▸ **Consigna 1**
Copia tal cual el fragmento del relato del temporal que comienza en "Al fenómeno no" y acaba en "la adversidad meteorológica.".
▸ **Consigna 2**
¿Concuerdan con el relato del temporal estas afirmaciones? (a) Los daños sobre personas fueron graves. (b) Por las calles céntricas caminaban turistas vestidos de verano. (c) Los quioscos tenían periódicos. Contesta sí o no a cada una y cita literalmente las palabras del relato que lo deciden.
▸ **Consigna 3**
¿Cómo sigue el relato del temporal? Continúalo a partir de su última oración.

▸ **Texto para analizar**
------------
De madrugada, el lunes pasado, ya fue imposible dormir. La temida borrasca, mejor dicho, el fenómeno meteorológico adverso, tardó en llegar pero, finalmente, hizo su aparición, Se alteró el sueño entonces, primera señal de los estragos que empezaba a causar. El silbido del viento penetraba entre las rendijas. Se escuchaba ruido de golpes, de impactos y de agitación de toldos. Las primeras luces advertían de los estragos: hamacas y parasoles habían volado desde azoteas, balcones y terrazas y quedaban estacionados en las calles, donde no se veía un alma, donde los habituales a esas horas prefirieron lógicamente mantenerse refugiados.
Seguía soplando el viento mientras los primeros testimonios en los espacios informativos convergían en un menor tremendismo. Pero, claro, faltaban elementos de información. Por eso, a medida que pasaban las horas y se iban conociendo, pintaron bastos. La realidad era otra: palmeras y árboles derribados, toldos que volaron o quedaron doblados. Los contactos telefónicos con familiares y amigos, para ver qué tal por ahí, confirmaron que la cosa era grave, inquietante.
Tiendas cerradas, terrazas públicas recogidas y sin actividad, quioscos sin periódicos, circulación rodada al mínimo... Por las calles más céntricas sólo transitan turistas con atuendo veraniego extrañados de la nula actividad. Al mediodía, las informaciones que llegan de núcleos de municipios cercanos confirman que el viento se ha ensañado.
Al fenómeno no le falta nada. Truenos que retumban proporcionan otro sonido al almuerzo y la sobremesa. Las imágenes de los estragos confirman la intensidad de lo que está siendo algo más que una borraca. Por fortuna, los daños sobre personas son menores. Aunque el susto no se lo quita nadie. Aparece la lluvia. Aparece con fuerza. Como que se agradece, sobre todo pensando en que el viento se calme. Las calles, donde se acumulan restos y desechos, se empapan. Brigadas de servicios de recogida inician una labor de limpieza y retirada de las huellas de la adversidad meteorológica.
------------
▸ **Información proporcionada**
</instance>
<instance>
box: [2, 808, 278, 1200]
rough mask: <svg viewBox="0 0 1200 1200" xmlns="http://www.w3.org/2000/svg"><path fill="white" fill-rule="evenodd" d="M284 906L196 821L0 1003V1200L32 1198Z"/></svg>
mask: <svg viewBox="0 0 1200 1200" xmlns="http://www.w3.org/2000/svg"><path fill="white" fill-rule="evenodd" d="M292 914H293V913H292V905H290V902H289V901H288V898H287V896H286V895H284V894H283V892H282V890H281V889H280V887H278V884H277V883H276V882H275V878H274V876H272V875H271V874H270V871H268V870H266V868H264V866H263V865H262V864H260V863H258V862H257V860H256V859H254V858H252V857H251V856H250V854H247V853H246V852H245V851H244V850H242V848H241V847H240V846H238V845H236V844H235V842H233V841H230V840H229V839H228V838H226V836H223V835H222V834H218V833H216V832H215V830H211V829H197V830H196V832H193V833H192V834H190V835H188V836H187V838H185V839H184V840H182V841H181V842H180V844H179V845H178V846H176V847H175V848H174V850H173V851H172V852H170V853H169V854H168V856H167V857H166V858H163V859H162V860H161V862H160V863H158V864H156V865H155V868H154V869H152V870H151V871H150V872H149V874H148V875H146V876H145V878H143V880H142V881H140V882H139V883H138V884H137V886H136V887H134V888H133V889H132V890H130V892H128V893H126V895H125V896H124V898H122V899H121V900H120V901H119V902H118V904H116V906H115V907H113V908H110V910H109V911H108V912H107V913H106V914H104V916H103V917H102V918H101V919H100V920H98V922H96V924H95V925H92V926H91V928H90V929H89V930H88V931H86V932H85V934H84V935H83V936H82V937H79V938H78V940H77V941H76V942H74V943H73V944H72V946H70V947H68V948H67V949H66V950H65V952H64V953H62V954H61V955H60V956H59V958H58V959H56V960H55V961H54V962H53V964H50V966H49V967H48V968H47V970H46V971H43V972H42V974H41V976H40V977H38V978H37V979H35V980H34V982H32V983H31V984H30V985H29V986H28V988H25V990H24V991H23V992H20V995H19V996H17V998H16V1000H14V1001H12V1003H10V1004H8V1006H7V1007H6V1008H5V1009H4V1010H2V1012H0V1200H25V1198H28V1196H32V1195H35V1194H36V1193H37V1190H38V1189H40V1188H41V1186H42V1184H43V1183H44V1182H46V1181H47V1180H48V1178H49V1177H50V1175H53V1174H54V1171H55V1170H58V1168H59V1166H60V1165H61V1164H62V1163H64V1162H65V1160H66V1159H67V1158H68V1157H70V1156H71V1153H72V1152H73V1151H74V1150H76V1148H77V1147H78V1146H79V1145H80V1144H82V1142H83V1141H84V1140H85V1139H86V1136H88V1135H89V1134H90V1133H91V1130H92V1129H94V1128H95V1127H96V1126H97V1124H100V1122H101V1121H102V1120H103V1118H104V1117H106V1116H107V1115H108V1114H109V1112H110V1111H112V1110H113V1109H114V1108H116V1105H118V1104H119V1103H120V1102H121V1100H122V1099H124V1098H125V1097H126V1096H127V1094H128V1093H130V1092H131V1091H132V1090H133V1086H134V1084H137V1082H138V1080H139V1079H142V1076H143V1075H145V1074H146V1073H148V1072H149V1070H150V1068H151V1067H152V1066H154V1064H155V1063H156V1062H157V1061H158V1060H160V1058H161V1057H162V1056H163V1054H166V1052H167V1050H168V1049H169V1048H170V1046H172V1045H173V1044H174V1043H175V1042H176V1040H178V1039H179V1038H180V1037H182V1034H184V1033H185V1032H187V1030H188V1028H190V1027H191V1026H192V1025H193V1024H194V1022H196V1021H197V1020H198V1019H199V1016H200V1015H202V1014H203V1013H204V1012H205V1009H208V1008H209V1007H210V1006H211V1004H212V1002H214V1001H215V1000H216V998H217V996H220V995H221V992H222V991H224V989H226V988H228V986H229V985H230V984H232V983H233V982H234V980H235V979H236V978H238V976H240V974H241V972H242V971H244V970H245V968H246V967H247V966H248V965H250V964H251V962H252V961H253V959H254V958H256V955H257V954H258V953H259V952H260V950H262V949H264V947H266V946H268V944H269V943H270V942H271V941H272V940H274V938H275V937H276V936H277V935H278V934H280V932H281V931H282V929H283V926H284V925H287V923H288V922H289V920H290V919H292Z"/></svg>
------------
▸ **Respuesta esperada 1**
Al fenómeno no le falta nada. Truenos que retumban proporcionan otro sonido al almuerzo y la sobremesa. Las imágenes de los estragos confirman la intensidad de lo que está siendo algo más que una borraca. Por fortuna, los daños sobre personas son menores. Aunque el susto no se lo quita nadie. Aparece la lluvia. Aparece con fuerza. Como que se agradece, sobre todo pensando en que el viento se calme. Las calles, donde se acumulan restos y desechos, se empapan. Brigadas de servicios de recogida inician una labor de limpieza y retirada de las huellas de la adversidad meteorológica.

▸ **Respuesta esperada 2**
(a) No: "Por fortuna, los daños sobre personas son menores."
(b) Sí: "Por las calles más céntricas sólo transitan turistas con atuendo veraniego extrañados de la nula actividad."
(c) No: "quioscos sin periódicos"

▸ **Respuesta esperada 3**
Un paseo por las inmediaciones suscita pena y desconsuelo. Qué desastre, la expresión más escuchada. Es el día más raro de los últimos tiempos. Visto desde la habitación y vivido durante unas horas fuera, en la calle, donde tras la lluvia el viento vuelve a soplar con intensidad al caer la tarde.
A todas estas, no hay cacharros, no se escuchan. Es la víspera de San Andrés. La mayoría de los niños, lógicamente, se ha quedado en casa. La tradición se ve fuertemente condicionada, puede decirse que no se ha mantenido. Que 2010, por culpa del fenómeno, ha sido el año en que nos quedamos sin cacharros. Cuando los remolinos y las ráfagas recobran fuerza, las calles se vacían del todo. Ya sólo queda esperar al padre de todos los partidos por televisión, esto es, un Barcelona-Real Madrid de fútbol de expectación inusitada. Cuando finaliza, entre unas cosas y otras, apenas unos claxons celebran la goleada blaugrana.
No estaba la cosa para fastos populares. Así terminaba la jornada más rara. A ver qué traería San Andrés el día después.